● Data entries
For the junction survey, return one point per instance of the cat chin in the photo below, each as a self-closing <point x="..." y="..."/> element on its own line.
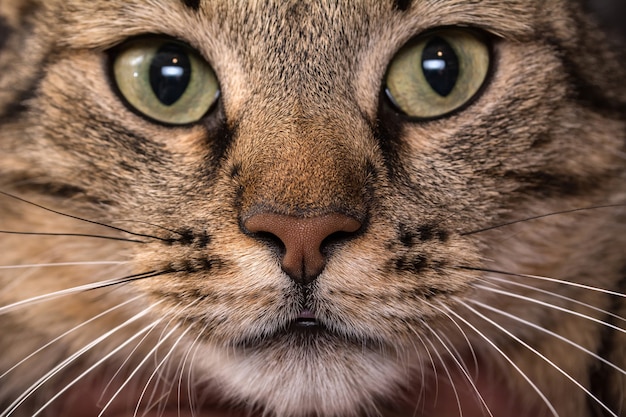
<point x="279" y="383"/>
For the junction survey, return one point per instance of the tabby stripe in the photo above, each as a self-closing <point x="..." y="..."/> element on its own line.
<point x="5" y="31"/>
<point x="402" y="4"/>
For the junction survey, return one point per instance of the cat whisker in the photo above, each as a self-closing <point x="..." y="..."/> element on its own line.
<point x="552" y="306"/>
<point x="539" y="354"/>
<point x="422" y="373"/>
<point x="190" y="375"/>
<point x="137" y="369"/>
<point x="74" y="329"/>
<point x="541" y="216"/>
<point x="63" y="264"/>
<point x="68" y="361"/>
<point x="80" y="288"/>
<point x="555" y="295"/>
<point x="146" y="330"/>
<point x="517" y="369"/>
<point x="548" y="279"/>
<point x="156" y="370"/>
<point x="87" y="235"/>
<point x="183" y="363"/>
<point x="447" y="372"/>
<point x="549" y="332"/>
<point x="464" y="334"/>
<point x="82" y="219"/>
<point x="462" y="367"/>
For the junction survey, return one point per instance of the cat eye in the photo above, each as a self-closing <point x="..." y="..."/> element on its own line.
<point x="165" y="80"/>
<point x="438" y="73"/>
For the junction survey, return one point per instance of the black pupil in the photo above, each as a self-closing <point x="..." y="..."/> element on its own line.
<point x="440" y="65"/>
<point x="170" y="72"/>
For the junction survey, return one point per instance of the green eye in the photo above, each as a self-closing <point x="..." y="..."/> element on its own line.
<point x="165" y="80"/>
<point x="437" y="74"/>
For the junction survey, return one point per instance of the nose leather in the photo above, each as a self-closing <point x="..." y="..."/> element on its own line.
<point x="303" y="239"/>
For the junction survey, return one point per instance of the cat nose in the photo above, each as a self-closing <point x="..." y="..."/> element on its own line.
<point x="303" y="239"/>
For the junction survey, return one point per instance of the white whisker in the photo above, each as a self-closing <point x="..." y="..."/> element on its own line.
<point x="539" y="354"/>
<point x="559" y="281"/>
<point x="121" y="367"/>
<point x="509" y="360"/>
<point x="462" y="367"/>
<point x="156" y="370"/>
<point x="56" y="339"/>
<point x="432" y="363"/>
<point x="54" y="371"/>
<point x="551" y="333"/>
<point x="61" y="264"/>
<point x="552" y="306"/>
<point x="69" y="291"/>
<point x="95" y="365"/>
<point x="447" y="371"/>
<point x="555" y="295"/>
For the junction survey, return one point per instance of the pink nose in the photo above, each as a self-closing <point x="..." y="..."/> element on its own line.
<point x="303" y="239"/>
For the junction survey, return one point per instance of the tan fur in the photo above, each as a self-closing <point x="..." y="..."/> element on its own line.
<point x="304" y="131"/>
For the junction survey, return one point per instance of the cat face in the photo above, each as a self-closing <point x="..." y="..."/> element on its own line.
<point x="311" y="209"/>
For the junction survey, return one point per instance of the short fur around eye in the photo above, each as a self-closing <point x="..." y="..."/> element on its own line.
<point x="383" y="213"/>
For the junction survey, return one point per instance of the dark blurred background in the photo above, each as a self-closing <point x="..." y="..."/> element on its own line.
<point x="612" y="13"/>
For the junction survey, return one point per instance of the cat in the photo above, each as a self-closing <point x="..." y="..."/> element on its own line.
<point x="298" y="208"/>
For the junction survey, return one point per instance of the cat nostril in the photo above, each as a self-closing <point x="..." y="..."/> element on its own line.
<point x="303" y="239"/>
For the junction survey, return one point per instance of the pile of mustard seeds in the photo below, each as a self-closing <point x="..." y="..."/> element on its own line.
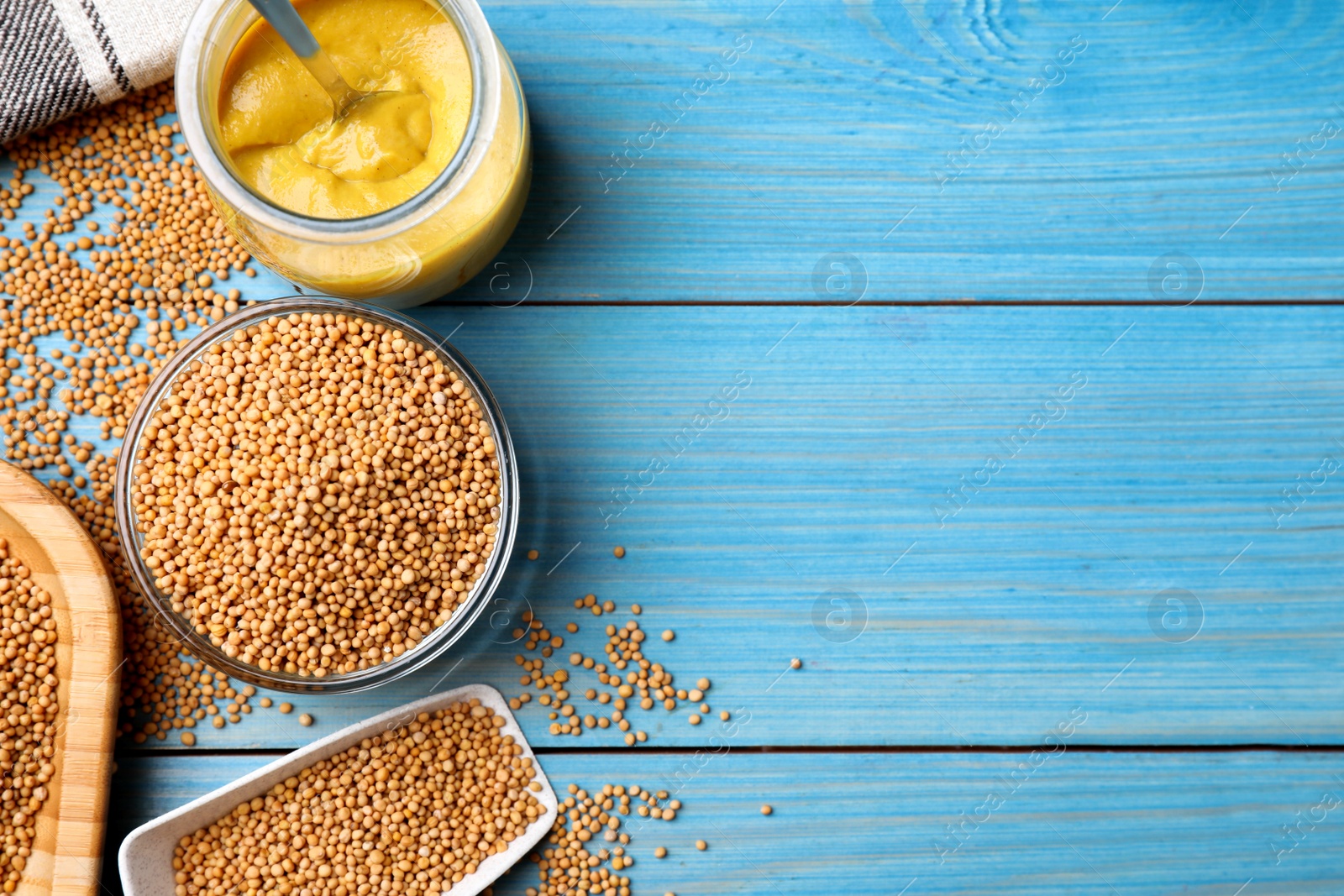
<point x="29" y="705"/>
<point x="629" y="676"/>
<point x="410" y="812"/>
<point x="111" y="301"/>
<point x="318" y="493"/>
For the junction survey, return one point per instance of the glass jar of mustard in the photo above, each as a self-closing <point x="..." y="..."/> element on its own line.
<point x="323" y="208"/>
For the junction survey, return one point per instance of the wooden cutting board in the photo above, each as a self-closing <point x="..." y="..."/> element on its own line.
<point x="67" y="855"/>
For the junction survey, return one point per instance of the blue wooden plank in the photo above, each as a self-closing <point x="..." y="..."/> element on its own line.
<point x="831" y="134"/>
<point x="1206" y="130"/>
<point x="826" y="479"/>
<point x="1074" y="824"/>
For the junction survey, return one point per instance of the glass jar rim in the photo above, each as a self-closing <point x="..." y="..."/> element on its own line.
<point x="441" y="637"/>
<point x="192" y="92"/>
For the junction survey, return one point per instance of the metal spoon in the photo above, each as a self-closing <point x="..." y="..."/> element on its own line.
<point x="295" y="31"/>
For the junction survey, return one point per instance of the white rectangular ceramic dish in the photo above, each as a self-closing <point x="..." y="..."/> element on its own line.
<point x="145" y="857"/>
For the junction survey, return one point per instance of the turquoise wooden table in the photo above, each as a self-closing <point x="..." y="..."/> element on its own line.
<point x="1032" y="320"/>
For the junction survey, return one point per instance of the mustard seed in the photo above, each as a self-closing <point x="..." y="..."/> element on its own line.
<point x="331" y="508"/>
<point x="29" y="725"/>
<point x="423" y="778"/>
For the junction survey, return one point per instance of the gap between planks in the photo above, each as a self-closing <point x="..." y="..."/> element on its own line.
<point x="945" y="302"/>
<point x="801" y="748"/>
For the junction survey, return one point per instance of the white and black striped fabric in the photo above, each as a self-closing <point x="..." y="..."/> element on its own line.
<point x="60" y="56"/>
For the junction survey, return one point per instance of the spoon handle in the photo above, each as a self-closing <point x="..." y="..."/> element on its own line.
<point x="295" y="31"/>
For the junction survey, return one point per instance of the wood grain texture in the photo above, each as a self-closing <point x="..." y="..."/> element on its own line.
<point x="64" y="560"/>
<point x="1166" y="134"/>
<point x="1035" y="597"/>
<point x="1079" y="824"/>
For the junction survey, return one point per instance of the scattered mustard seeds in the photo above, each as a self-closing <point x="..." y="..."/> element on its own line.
<point x="410" y="812"/>
<point x="29" y="723"/>
<point x="318" y="493"/>
<point x="123" y="297"/>
<point x="573" y="864"/>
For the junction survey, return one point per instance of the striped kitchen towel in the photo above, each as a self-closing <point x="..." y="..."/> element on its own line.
<point x="60" y="56"/>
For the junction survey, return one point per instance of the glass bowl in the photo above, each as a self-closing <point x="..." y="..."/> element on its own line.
<point x="433" y="644"/>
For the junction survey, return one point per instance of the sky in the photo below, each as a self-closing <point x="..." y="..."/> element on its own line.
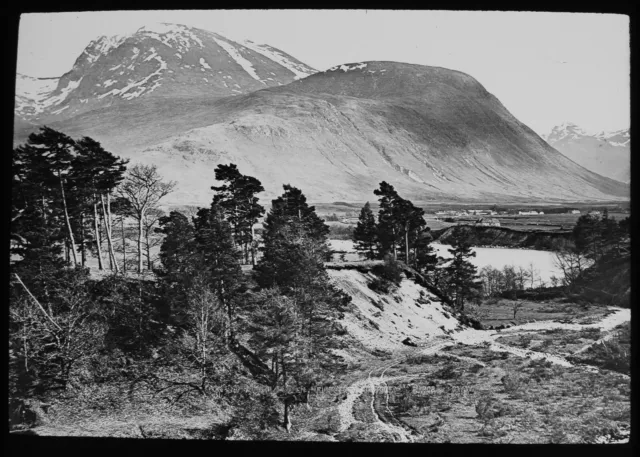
<point x="546" y="68"/>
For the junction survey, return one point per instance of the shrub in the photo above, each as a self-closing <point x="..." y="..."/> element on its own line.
<point x="390" y="270"/>
<point x="489" y="407"/>
<point x="612" y="356"/>
<point x="513" y="382"/>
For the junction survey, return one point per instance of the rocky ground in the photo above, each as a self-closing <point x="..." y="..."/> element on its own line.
<point x="560" y="380"/>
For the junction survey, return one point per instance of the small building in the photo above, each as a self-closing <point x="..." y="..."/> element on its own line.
<point x="488" y="222"/>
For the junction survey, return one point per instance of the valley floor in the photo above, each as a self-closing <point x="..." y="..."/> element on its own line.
<point x="531" y="383"/>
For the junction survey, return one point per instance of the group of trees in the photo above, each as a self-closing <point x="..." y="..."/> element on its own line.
<point x="400" y="230"/>
<point x="202" y="324"/>
<point x="596" y="239"/>
<point x="66" y="195"/>
<point x="496" y="281"/>
<point x="291" y="313"/>
<point x="400" y="233"/>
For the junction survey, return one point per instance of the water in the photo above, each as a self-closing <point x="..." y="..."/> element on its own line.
<point x="543" y="261"/>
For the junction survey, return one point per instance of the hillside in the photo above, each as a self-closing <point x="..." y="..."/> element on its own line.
<point x="163" y="60"/>
<point x="605" y="153"/>
<point x="436" y="134"/>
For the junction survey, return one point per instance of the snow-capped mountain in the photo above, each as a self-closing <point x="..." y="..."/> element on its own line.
<point x="606" y="153"/>
<point x="434" y="133"/>
<point x="164" y="60"/>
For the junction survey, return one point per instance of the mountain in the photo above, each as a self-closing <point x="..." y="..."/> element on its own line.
<point x="164" y="60"/>
<point x="606" y="153"/>
<point x="435" y="134"/>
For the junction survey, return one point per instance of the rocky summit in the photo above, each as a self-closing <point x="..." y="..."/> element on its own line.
<point x="186" y="100"/>
<point x="606" y="153"/>
<point x="156" y="61"/>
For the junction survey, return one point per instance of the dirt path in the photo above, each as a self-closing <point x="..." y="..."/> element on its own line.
<point x="470" y="337"/>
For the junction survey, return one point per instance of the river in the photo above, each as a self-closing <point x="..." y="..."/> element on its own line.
<point x="543" y="261"/>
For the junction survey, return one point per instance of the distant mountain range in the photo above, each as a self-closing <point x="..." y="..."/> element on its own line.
<point x="606" y="153"/>
<point x="186" y="99"/>
<point x="164" y="60"/>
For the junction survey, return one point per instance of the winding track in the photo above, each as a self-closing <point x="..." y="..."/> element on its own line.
<point x="470" y="337"/>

● Exercise brief
Return exactly the lines from the one containing "of the river" through the last line of the records above, both included, and nothing else.

● Finished exercise
For the junction survey, return one point per instance of the river in the photo above, each as a self-closing <point x="..." y="..."/> element on its own line.
<point x="543" y="261"/>
For the junction survey, return one point per instance of the distant mountain range in the photo above, each as a self-closing <point x="..." y="..."/> element on its own line.
<point x="606" y="153"/>
<point x="186" y="99"/>
<point x="164" y="60"/>
For the junction survey, return one point per instance of the winding track in the photo above, each as a self-closing <point x="..." y="..."/> element on its own line.
<point x="470" y="337"/>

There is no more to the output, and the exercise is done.